(Entries from a pointing dataset)
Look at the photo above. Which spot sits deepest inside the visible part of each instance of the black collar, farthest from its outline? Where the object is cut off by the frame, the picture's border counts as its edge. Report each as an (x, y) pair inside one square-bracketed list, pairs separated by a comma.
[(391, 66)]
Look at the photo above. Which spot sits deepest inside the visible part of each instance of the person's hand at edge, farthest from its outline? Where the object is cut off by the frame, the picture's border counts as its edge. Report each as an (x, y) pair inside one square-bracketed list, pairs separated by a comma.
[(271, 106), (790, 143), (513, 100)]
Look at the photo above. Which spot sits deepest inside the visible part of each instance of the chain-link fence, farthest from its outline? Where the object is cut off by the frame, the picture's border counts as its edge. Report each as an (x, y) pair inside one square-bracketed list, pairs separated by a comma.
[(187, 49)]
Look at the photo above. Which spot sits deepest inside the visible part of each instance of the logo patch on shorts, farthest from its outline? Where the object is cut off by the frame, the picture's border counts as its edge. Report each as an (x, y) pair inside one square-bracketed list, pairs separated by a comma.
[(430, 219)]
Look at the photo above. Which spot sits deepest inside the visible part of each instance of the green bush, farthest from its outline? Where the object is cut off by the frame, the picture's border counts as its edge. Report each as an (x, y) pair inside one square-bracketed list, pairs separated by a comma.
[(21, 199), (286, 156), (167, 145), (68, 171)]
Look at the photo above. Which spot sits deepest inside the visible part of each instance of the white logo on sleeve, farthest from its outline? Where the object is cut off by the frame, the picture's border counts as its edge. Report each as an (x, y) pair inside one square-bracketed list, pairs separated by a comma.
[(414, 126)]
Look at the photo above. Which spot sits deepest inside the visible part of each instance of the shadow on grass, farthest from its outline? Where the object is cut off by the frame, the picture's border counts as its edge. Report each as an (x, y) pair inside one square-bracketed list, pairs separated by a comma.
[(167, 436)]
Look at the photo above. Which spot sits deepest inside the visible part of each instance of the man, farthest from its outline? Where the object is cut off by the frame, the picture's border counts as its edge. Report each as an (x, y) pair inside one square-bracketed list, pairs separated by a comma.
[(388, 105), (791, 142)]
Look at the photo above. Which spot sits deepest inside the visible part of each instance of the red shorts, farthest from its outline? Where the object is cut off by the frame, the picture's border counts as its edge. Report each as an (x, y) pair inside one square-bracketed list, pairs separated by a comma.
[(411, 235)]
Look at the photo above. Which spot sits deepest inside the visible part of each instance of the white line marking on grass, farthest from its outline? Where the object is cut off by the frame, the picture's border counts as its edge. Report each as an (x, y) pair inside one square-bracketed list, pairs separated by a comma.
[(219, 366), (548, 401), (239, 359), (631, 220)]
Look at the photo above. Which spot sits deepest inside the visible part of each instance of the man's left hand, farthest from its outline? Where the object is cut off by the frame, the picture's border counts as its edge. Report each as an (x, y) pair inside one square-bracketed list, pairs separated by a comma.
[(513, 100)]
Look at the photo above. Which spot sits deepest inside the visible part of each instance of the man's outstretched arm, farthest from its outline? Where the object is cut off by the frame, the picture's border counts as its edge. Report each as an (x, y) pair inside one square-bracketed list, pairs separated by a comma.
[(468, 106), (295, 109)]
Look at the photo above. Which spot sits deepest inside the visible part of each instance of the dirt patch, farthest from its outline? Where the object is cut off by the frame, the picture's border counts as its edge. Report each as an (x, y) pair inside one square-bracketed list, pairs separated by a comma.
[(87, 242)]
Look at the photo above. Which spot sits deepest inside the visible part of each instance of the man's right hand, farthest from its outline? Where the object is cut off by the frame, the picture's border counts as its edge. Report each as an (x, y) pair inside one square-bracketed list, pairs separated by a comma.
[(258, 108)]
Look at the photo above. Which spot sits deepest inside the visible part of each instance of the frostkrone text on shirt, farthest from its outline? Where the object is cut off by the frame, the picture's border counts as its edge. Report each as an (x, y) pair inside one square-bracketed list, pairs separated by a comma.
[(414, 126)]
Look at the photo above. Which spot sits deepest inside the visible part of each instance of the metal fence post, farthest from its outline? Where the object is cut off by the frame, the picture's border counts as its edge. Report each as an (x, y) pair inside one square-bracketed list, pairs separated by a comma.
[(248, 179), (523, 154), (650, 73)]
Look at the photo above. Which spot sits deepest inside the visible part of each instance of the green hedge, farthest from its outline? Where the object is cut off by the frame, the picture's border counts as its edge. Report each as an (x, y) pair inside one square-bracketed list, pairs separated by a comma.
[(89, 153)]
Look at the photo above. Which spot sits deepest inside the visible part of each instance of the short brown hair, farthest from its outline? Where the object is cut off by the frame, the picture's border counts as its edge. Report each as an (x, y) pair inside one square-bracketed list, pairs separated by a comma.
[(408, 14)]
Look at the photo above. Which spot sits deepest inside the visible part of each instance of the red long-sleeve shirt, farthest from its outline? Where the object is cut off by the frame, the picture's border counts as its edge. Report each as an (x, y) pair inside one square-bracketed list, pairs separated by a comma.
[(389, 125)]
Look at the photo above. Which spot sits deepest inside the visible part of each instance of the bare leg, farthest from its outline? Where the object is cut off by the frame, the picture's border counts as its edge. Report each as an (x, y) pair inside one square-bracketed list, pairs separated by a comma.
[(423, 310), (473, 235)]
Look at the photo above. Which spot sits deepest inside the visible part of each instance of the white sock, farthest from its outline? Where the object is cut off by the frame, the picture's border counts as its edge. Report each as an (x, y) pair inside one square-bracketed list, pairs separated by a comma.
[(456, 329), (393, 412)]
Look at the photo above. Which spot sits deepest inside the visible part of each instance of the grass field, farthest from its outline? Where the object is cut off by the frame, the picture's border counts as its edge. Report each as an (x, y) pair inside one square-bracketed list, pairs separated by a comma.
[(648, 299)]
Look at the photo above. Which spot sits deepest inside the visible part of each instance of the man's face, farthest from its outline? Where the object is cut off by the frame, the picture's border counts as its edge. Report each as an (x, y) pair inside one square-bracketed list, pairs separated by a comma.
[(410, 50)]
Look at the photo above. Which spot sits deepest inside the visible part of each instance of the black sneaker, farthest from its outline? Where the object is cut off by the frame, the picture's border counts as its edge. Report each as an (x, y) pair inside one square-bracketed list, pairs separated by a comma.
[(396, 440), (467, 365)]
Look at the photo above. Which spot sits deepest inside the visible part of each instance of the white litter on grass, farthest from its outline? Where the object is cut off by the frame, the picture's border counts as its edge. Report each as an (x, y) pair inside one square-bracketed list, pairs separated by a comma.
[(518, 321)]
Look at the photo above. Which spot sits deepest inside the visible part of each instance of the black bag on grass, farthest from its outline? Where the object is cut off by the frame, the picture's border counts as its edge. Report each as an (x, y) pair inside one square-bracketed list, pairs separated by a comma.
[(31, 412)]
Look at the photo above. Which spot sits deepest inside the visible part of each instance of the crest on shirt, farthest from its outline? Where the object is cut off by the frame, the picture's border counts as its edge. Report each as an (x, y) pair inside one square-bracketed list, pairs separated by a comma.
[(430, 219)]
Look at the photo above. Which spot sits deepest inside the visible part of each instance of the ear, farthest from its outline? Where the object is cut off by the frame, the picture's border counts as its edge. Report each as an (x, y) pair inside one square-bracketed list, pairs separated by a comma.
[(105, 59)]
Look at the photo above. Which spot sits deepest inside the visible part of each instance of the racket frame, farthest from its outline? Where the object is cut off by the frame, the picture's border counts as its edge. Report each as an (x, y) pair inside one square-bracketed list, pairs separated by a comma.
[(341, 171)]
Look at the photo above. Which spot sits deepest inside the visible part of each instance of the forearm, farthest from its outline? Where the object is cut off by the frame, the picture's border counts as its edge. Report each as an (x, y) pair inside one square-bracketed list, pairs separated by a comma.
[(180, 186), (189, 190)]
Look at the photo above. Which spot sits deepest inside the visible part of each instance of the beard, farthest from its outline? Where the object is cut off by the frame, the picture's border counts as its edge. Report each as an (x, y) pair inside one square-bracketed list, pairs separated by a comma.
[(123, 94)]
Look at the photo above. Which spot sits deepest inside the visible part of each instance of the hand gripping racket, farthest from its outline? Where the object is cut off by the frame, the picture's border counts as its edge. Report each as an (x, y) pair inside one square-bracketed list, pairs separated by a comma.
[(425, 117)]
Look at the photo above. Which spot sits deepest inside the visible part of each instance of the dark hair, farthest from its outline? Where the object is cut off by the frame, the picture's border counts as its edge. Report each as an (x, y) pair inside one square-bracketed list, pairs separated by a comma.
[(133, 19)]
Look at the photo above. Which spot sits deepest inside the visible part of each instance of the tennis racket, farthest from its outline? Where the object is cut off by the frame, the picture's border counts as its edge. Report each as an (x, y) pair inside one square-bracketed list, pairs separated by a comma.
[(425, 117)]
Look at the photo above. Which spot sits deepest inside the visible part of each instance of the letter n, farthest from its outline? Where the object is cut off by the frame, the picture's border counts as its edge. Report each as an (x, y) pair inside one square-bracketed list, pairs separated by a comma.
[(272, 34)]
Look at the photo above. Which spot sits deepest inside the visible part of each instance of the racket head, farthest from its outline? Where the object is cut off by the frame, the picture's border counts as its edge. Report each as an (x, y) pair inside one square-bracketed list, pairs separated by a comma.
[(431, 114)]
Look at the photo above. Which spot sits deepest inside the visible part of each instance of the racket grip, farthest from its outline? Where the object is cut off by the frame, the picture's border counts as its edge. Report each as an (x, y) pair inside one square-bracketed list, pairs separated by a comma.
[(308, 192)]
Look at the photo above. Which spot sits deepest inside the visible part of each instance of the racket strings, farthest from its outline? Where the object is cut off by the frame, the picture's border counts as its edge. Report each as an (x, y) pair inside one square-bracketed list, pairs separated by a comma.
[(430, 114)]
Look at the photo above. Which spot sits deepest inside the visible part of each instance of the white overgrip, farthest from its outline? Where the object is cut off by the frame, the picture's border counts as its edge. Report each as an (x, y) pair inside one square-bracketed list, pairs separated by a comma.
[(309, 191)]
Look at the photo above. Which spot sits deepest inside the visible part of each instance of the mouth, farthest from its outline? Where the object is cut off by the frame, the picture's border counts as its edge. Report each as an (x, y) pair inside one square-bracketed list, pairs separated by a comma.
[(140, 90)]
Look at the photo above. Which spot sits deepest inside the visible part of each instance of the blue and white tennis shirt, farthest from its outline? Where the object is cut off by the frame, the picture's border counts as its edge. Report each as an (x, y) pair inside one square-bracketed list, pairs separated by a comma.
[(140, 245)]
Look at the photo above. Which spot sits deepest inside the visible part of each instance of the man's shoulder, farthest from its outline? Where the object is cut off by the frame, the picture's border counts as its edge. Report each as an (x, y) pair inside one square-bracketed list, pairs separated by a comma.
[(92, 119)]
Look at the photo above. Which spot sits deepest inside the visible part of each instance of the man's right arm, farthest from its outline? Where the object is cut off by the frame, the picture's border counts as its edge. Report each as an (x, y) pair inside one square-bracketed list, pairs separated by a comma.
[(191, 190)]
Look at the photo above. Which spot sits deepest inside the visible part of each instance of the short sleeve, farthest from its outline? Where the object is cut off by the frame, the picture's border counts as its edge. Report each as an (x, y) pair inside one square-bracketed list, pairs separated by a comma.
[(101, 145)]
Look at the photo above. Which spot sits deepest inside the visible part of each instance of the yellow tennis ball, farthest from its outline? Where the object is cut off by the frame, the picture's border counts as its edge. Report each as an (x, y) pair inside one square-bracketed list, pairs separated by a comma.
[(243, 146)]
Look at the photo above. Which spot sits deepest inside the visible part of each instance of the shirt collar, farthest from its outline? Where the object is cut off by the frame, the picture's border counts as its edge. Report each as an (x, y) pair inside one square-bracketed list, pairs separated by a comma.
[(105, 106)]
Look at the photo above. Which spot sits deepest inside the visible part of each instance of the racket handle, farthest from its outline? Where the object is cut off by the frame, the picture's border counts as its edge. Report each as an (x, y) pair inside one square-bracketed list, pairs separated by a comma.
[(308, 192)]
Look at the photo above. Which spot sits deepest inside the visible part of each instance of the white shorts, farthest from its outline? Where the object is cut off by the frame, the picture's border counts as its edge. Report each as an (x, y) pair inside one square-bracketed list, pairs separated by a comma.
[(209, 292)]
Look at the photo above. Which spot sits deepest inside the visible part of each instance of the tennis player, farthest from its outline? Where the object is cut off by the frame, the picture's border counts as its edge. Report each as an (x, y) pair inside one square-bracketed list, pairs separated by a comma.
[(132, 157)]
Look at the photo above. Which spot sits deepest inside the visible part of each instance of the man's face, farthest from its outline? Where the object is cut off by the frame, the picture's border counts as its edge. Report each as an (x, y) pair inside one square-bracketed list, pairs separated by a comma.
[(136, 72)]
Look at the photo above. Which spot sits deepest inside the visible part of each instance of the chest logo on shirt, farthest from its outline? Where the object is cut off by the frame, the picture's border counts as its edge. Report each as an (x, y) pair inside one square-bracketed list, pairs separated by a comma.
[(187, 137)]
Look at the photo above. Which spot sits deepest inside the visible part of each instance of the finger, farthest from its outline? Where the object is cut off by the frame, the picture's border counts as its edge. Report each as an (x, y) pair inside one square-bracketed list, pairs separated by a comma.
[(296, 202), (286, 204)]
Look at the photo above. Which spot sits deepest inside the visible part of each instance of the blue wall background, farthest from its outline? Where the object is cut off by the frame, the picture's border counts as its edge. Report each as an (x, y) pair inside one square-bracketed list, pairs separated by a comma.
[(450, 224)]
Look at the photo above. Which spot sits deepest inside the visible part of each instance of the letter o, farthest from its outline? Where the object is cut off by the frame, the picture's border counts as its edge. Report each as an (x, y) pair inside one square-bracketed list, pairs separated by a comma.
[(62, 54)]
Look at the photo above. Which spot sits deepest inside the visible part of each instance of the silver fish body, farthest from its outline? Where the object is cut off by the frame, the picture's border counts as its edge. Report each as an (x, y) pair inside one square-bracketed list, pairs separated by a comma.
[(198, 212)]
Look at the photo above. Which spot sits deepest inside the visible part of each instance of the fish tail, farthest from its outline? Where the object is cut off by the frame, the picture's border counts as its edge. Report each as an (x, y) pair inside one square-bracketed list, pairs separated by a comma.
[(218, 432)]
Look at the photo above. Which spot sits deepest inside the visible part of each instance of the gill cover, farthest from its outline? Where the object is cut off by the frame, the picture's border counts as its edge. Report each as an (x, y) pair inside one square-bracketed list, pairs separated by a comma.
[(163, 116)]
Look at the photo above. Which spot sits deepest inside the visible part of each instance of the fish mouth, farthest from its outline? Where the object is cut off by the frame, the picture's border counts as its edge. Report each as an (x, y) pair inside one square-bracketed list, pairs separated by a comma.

Short exercise – Recast the lines from the one containing "right arm, farthest" up to and including the one containing "[(243, 146)]" as a Markdown table with a Row column numbering each line and a Line column holding it, leaving out blank lines and including no other lines.

Result for this exercise –
| Row | Line |
|---|---|
| 1 | Look at the photo above. Which spot sits deepest inside the visible part of each instance of the man's right arm, farthest from its outline? Where the object is cut off by the frame, the picture's border counts as its edge. Report each as an (x, y) pair inside one square-bracketed list, pairs separated by a comma. |
| 2 | [(191, 190)] |
| 3 | Look at the photo above. Which spot sits deepest inside the visible part of each instance of the short sleeve, farthest from its outline? Where the object is cut off by the frame, the picture's border counts as its edge. Report each as an (x, y) pair inside one square-bracketed list, pairs separated by a comma. |
| 4 | [(101, 145)] |
| 5 | Look at the photo above. Which spot sits deepest inside the visible part of each instance of the yellow tennis ball, farthest from its outline? Where the object is cut off by the frame, the picture's border counts as its edge. Report each as an (x, y) pair inside one square-bracketed list, pairs separated by a comma. |
| 6 | [(243, 146)] |